____ PROVIDED PASSAGE
# People who hunt AND fish...



## 94NDTA (May 28, 2005)

If you had to give up one, hunting (anything) or fishing (anything)

which would you give up and why?


----------



## Leo Porcello (Jul 10, 2003)

I would give up hunting. I do prefer to hunt but fishing puts me at ease and I think I would need that more in life. Plus I am a waterfowler and to me the best part is decoying the birds and I don't need a gun in my hands to do that.


----------



## Longshot (Feb 9, 2004)

I would give up the fishing. I don't get time much to fish right now and in the fall when choosing between the two it's always hunting.


----------



## ruger1 (Aug 16, 2006)

Fishing for sure. I only fish because there isn't a hunting season open somewhere. My boat gets winterized usually mid-August so I can start preparing for the upcoming seasons. Both are very expensive hobbies. If one had to go, it would be fishing.


----------



## dblkluk (Oct 3, 2002)

I would give up fishing around here in a heartbeat but if I had to give up flyfishing in MT It would be a tough choice..

Hunting would end up winning though..90% of my summers are spent hanging out at the lake, pontooning, wakeboarding, etc...not too much fishing anymore.


----------



## huntingdude16 (Jul 17, 2007)

It would be fishing for me. You probably spend more money in the end on hunting, but I just simply enjoy hunting more.


----------



## varmit b gone (Jan 31, 2008)

ruger1 said:


> Fishing for sure. I only fish because there isn't a hunting season open somewhere.


That's me, that and trout tastes really good for breakfast along with some pancakes, so thats about the only other reason I fish.


----------



## Ref (Jul 21, 2003)

I agree with Ruger1 also. I'd rather hunt than fish. I live in great fall fishing country. My buddies keep telling me that I'm missing the best time of year to fish. I have lived here for 30 years and my boat has not hit the water after Labor Day! Maybe it's because I only have a few months to hunt and I can fish for the rest of the year, but I'd still take hunting.


----------



## snow123geese (Feb 3, 2008)

I would give up fishing just because I enjoy hunting more.


----------



## blhunter3 (May 5, 2007)
________
____ DATA SECTION
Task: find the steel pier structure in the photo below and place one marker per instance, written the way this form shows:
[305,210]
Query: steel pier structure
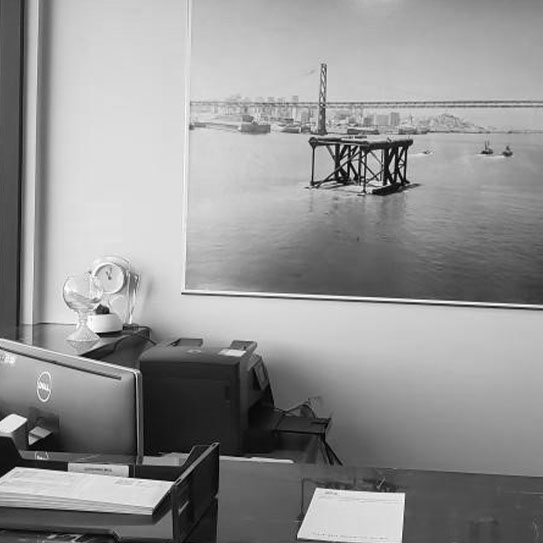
[358,161]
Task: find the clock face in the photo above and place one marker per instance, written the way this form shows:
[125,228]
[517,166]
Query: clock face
[111,275]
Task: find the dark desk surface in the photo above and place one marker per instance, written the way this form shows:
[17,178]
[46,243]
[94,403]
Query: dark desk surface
[266,502]
[263,502]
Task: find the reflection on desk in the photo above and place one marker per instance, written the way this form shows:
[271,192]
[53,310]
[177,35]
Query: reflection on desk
[266,502]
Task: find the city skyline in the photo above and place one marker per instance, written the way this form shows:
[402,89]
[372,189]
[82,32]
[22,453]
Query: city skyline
[374,49]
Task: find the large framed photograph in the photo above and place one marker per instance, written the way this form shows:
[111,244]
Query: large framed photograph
[366,150]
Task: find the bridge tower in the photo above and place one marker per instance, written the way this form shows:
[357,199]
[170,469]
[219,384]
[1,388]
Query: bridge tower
[321,121]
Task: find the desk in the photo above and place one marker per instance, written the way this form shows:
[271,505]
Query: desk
[123,348]
[265,502]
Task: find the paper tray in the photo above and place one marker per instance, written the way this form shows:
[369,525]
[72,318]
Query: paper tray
[194,492]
________
STATED TASK:
Edit the hunting-or-fishing thread from "I would give up fishing around" up to and including "(Jul 17, 2007)" so that "wakeboarding" becomes "waterskiing", and give back that stretch. The entries are separate material and not part of the hunting-or-fishing thread.

RESPONSE TO THE EXERCISE:
I would give up fishing around here in a heartbeat but if I had to give up flyfishing in MT It would be a tough choice..

Hunting would end up winning though..90% of my summers are spent hanging out at the lake, pontooning, waterskiing, etc...not too much fishing anymore.


----------



## huntingdude16 (Jul 17, 2007)